EXCERPTED TEXT:
※ ※ ※

2007-12-13 Thread Alexander Larsson

On Wed, 2007-12-12 at 16:46 +0100, Michael Natterer wrote:
 Alexander Larsson wrote:
  On Tue, 2007-12-11 at 17:48 +0100, Michael Natterer wrote: 
  Hey everybody,
 
  We've been doing a GIO API review in the last couple of days and
  here is the list of comments and issues we've come up with:
 
 
  General:
  
 
  It seems GIO allows individual files to be included, this should be
  avoided like gobject does it:
 
  #if !defined (__GLIB_GIO_H_INSIDE__)  !defined (GIO_COMPILATION)
  #error Only gio.h can be included directly.
  #endif
  
  Why? I know gobject does this, but I never understood why. It seems to
  just make build times longer.
 
 Because otherwise you get into the very same typedef and include mess
 we have in glib and gtk+. It makes it *very* hard to change anything
 type related in the future. Any addition of a new function that happens
 to use a new type which was not used in that header before might work
 fine for the library's build itdelf, but might break the build of
 applications that include whatever combination of headers.

※ ※ ※

PROVIDED DATA:
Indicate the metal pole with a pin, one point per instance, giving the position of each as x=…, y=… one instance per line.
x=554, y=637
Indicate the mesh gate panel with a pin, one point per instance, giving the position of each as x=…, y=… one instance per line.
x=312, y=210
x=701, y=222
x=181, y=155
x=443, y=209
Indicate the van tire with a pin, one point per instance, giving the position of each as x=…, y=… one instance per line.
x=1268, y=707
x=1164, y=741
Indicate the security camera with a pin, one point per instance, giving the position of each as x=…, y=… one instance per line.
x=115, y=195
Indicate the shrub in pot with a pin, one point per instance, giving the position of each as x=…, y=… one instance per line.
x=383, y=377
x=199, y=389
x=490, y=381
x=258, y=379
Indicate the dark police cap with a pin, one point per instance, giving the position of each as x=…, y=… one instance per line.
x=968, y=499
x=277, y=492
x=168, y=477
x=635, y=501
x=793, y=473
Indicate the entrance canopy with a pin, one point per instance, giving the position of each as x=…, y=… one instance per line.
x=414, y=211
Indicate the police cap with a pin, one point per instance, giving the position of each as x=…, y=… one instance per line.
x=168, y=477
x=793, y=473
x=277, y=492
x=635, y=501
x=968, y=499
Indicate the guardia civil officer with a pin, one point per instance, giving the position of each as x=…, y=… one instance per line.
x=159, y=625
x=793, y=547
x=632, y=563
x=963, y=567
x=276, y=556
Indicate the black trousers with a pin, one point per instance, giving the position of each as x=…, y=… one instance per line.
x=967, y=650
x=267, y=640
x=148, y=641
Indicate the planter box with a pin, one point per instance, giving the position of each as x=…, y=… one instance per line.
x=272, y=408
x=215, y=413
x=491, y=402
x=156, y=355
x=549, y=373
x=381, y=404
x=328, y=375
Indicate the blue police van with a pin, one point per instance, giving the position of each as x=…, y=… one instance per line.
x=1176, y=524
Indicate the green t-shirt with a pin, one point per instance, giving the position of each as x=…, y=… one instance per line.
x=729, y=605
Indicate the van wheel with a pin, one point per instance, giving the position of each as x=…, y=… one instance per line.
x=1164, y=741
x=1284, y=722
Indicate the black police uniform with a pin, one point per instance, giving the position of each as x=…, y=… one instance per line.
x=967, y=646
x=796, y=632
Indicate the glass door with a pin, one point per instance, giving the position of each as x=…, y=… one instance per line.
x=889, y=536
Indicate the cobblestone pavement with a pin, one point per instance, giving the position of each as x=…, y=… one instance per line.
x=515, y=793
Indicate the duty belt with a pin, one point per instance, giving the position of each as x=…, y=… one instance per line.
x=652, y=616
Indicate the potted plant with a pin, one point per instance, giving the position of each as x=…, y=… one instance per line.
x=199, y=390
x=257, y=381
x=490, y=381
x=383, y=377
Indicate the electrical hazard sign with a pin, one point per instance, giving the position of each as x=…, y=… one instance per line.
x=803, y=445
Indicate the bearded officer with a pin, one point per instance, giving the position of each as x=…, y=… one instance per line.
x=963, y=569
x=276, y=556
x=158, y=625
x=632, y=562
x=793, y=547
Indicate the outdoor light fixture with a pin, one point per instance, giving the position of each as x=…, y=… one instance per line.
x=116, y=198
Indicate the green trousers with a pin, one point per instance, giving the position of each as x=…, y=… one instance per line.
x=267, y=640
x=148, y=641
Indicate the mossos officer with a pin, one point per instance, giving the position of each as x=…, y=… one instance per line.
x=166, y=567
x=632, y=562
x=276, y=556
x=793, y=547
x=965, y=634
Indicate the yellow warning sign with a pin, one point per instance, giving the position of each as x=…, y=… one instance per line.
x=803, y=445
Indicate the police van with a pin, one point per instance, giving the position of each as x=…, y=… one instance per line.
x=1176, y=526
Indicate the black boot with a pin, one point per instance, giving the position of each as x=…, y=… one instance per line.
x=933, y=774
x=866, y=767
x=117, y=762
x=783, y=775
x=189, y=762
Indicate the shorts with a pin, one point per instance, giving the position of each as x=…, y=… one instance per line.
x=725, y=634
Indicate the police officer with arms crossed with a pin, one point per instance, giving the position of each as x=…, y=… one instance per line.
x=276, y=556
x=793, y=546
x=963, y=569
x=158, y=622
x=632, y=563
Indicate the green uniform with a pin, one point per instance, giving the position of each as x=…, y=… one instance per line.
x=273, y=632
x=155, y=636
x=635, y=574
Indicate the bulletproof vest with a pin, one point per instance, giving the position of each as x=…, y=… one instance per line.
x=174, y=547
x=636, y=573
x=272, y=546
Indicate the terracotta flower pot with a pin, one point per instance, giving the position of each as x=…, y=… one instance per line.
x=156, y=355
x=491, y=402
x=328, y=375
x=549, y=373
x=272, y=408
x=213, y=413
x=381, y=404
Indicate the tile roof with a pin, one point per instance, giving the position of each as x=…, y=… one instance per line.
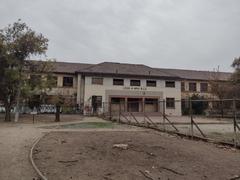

※ ※ ※

TASKS FOR THIS EXERCISE:
(1) List every date that appears in the GIO API review thread.
(2) Write a continuation of the GIO API review thread, starting after its final sentence.
The records play no part in this exercise.

ANSWER LIST:
(1)
2007-12-13
2007-12-12
2007-12-11

(2)
 
 Clear structure of headers and types should never be traded for compile
 time, we also keep distinct things in distinct .c files. Why would we
 scatter our typedefs across our libraries, or keep certain includes in
 headers forever?

Ok. I guess this makes sense. I'll do this.

 I would even argue that it makes most sense to keep all opaque typedefs
 in one single file and include that from gio.h and from each source
 file within GIO. This way you can avoid including any headers from
 headers at all and it makes things so *very* much easier to maintain.
 We changed all of GIMP to this policy a few years back and never had
 a single (!!!) problem related to includes ever since.

I'm not sure this is all that much cleaner. But if we go with the one
global header we can switch to this later as we please.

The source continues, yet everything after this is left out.